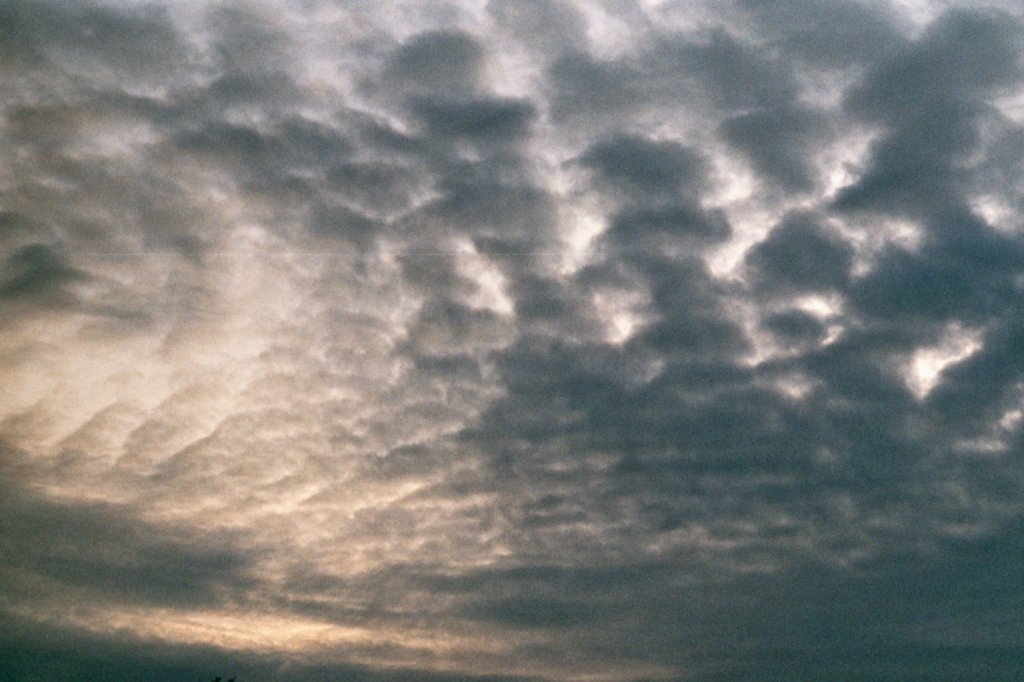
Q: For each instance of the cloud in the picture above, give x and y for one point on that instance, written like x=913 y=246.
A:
x=517 y=341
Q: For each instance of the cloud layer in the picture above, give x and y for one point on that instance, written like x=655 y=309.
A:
x=526 y=339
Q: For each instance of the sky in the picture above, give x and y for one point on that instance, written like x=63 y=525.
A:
x=551 y=340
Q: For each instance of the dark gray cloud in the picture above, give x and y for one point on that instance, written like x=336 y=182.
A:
x=534 y=340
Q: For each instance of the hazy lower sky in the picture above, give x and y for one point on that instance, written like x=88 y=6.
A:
x=511 y=339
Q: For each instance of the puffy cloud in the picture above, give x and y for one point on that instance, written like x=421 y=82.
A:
x=515 y=340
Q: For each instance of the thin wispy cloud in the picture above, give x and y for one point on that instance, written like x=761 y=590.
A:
x=534 y=339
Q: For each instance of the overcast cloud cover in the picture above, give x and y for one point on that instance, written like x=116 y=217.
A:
x=508 y=339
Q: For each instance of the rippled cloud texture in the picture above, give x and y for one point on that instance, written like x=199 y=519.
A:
x=508 y=339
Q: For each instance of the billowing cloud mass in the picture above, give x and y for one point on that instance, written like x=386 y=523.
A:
x=512 y=339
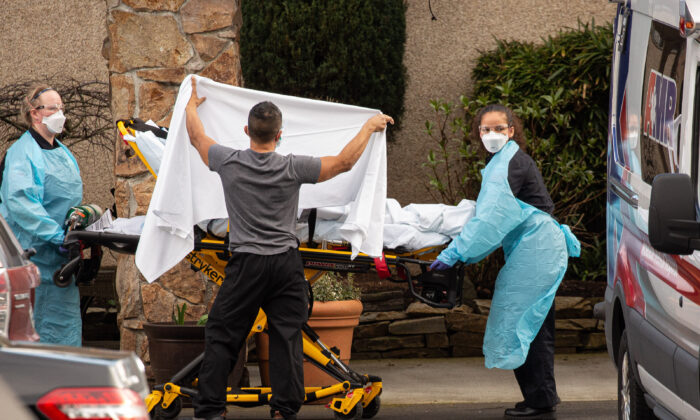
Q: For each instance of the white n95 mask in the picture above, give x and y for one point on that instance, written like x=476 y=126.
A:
x=55 y=121
x=493 y=142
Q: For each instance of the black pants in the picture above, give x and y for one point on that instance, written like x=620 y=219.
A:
x=275 y=283
x=536 y=375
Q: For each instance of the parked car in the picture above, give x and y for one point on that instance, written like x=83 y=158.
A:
x=18 y=279
x=652 y=300
x=56 y=382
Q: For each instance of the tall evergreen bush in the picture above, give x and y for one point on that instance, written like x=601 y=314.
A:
x=559 y=88
x=349 y=51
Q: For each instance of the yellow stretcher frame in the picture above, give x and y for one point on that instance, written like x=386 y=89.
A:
x=357 y=396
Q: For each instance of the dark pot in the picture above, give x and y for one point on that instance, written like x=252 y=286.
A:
x=172 y=347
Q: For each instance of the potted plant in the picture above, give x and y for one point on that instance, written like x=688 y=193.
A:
x=172 y=345
x=336 y=312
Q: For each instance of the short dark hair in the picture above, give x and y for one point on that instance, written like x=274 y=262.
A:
x=264 y=121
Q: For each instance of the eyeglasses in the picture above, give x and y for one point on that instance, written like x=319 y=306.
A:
x=52 y=108
x=498 y=129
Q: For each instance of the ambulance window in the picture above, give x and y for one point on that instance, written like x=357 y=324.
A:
x=661 y=101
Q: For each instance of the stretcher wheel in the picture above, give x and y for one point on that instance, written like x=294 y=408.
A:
x=171 y=412
x=372 y=408
x=354 y=414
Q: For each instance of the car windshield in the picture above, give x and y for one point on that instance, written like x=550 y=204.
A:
x=10 y=249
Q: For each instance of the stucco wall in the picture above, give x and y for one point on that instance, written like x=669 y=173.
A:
x=61 y=39
x=439 y=56
x=65 y=37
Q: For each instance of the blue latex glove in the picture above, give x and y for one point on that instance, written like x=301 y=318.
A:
x=439 y=265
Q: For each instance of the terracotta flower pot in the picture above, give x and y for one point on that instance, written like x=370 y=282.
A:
x=334 y=322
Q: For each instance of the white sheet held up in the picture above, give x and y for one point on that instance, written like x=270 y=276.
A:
x=187 y=192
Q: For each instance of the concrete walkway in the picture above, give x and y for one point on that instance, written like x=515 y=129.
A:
x=580 y=377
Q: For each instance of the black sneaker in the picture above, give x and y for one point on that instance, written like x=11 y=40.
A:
x=525 y=412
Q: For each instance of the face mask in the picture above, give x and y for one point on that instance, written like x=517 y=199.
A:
x=55 y=121
x=493 y=142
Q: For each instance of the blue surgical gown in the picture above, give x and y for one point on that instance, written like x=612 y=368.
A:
x=536 y=250
x=38 y=187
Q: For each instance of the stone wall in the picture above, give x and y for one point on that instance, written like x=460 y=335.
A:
x=151 y=46
x=387 y=330
x=441 y=53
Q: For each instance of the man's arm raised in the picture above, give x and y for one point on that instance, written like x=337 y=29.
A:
x=195 y=129
x=346 y=159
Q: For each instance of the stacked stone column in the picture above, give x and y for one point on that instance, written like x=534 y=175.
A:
x=152 y=45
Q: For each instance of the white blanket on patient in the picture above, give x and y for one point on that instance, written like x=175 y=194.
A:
x=187 y=192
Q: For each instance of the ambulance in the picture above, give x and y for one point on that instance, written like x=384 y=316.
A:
x=652 y=299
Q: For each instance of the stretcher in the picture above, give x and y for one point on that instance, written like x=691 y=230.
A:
x=354 y=395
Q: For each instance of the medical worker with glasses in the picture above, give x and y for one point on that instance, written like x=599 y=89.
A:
x=40 y=182
x=514 y=211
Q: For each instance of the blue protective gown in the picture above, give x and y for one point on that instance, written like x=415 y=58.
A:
x=38 y=187
x=536 y=250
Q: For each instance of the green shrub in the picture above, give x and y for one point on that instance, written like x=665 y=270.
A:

===

Word for word, give the listing above again, but drop any pictures.

Q: For each instance of the cloud in the picture above, give x and y for one point on that instance, written like x=913 y=246.
A:
x=517 y=341
Q: For each instance of the cloud layer in the picture above, give x and y for one point on that instance, written like x=655 y=309.
A:
x=526 y=339
Q: For each instance of the sky in the picture above, give x and y for one point on that instance, written like x=63 y=525.
A:
x=551 y=340
Q: For each instance of the dark gray cloud in the picture above, give x and y for one point on that instance, written like x=336 y=182.
A:
x=534 y=340
Q: For each instance of the hazy lower sky in the picture above, give x and y for one point on that instance, written like x=88 y=6.
A:
x=511 y=339
Q: For each instance of the puffy cloud in the picture above, give x and y for one point on that instance, written like x=421 y=82.
A:
x=515 y=340
Q: For each instance of the thin wispy cloud in the picture above, give x and y for one point on that instance, written like x=761 y=590.
A:
x=534 y=339
Q: For each instance of the overcast cloud cover in the picture above, give x and y for one point on that instance, written like x=116 y=217.
A:
x=508 y=339
Q: For each instance of the rippled cloud texture in the picture above, give x and y for one point on that instance, written like x=199 y=519.
A:
x=508 y=339
Q: For each instance of the billowing cloud mass in the picture above, give x and y for one point on that instance, written like x=386 y=523.
A:
x=512 y=339
Q: For each instance of the white n95 mask in the picture above, give x and y for one point on that instance, written like x=476 y=126.
A:
x=55 y=121
x=493 y=142
Q: For each instance of the black pants in the picture above, give x and y for one point on that instance, written like x=620 y=219.
A:
x=275 y=283
x=536 y=375
Q: For each instance of the parked car in the picture above, give x and y for one point on that instance, written like x=83 y=158.
A:
x=18 y=279
x=652 y=300
x=56 y=382
Q: For each instance of the tall evergreen bush in the picture above, give x and y for one point on that instance, written like x=601 y=314.
A:
x=559 y=88
x=349 y=51
Q: For each instance of the yellow stretcher frame in the picture above, give x and y for one point on that instance, written like x=386 y=89.
A:
x=357 y=396
Q: For each instance of the dark pot in the picture above, give x and y for one point on that instance, written like x=252 y=286.
A:
x=172 y=347
Q: For each instance of the potted plant in the picture above, give x and y for one point on that instance, written like x=688 y=193.
A:
x=172 y=345
x=336 y=312
Q: For each instance of the short dark hair in the picture above, give x and y for one point on that instance, written like x=274 y=262.
A:
x=264 y=121
Q: For each instance of the eyeglasses in the picture above, give x and y for one point on that instance, written like x=319 y=306.
A:
x=52 y=108
x=498 y=129
Q: For each instance of the ambulance window in the picture above, give x and y for one point on that instance, written like x=357 y=324.
A:
x=661 y=101
Q: For each instance of the stretcher wheel in the picture above, give x and y for one point on that instance, written like x=294 y=408.
A:
x=171 y=412
x=372 y=408
x=354 y=414
Q: For each instance of the car windshield in the picture above, give x and y for one point on that instance, written like x=550 y=204.
A:
x=10 y=249
Q: For each instance of the stucco wall in the picture above, give x and y for one point on that instance, written like x=669 y=173.
A:
x=61 y=39
x=439 y=56
x=65 y=37
Q: For each instance of the blue latex glove in the picture above, give x and y for one point on that instance, written like x=301 y=318.
A:
x=439 y=265
Q: For each instance of the terracotta flower pot in the picture above, give x and y for one point on that instance, written like x=370 y=282.
A:
x=334 y=322
Q: For each instance of the white sheet held up in the picture above, give x and y for one point on that instance, written like x=270 y=276.
A:
x=187 y=192
Q: For each instance of the concrete walkway in the picture above, give x and y for one point on that instance, written like x=515 y=129.
A:
x=580 y=377
Q: For each instance of the black sneaker in the picture above, give x and y for one point on that instance, written like x=11 y=40.
A:
x=525 y=412
Q: For each instance of the face mask in the picture above, give x and y for one point on that instance, written like x=517 y=199.
A:
x=55 y=121
x=493 y=142
Q: For each instance of the blue surgical gown in the picture above, give x and y for one point on that instance, written like x=612 y=368.
A:
x=536 y=250
x=38 y=187
Q: For each instance of the stone wall in the picture above, give x and y for one point on that instance, written like x=460 y=335.
A:
x=151 y=46
x=387 y=330
x=441 y=53
Q: For each instance of the man's arm raised in the picture above, give x and y for one point on that instance, written like x=337 y=29.
A:
x=195 y=129
x=346 y=159
Q: For each instance of the stacked stone column in the picture above, give x and y for one point on that instance, written like x=534 y=175.
A:
x=152 y=45
Q: For each instance of the white blanket on patient in the picture above, give x and y for one point on that instance, written like x=175 y=194.
A:
x=187 y=192
Q: For each instance of the ambulance in the picture above, give x and y for one point on that instance, written like x=384 y=316.
A:
x=652 y=299
Q: For each instance of the stretcher in the picture above, give x and y for one point on that instance, written like x=691 y=230.
A:
x=354 y=395
Q: For each instance of the medical worker with glasses in the picture above, give x and y for one point on that instance, written like x=599 y=89.
A:
x=40 y=182
x=514 y=211
Q: For each instance of the blue protective gown in the picture above, give x and y for one point on that instance, written like x=415 y=58.
A:
x=38 y=187
x=536 y=250
Q: For each instance of the green shrub in the picture above, give x and y for one point on that instance, written like x=665 y=270.
A:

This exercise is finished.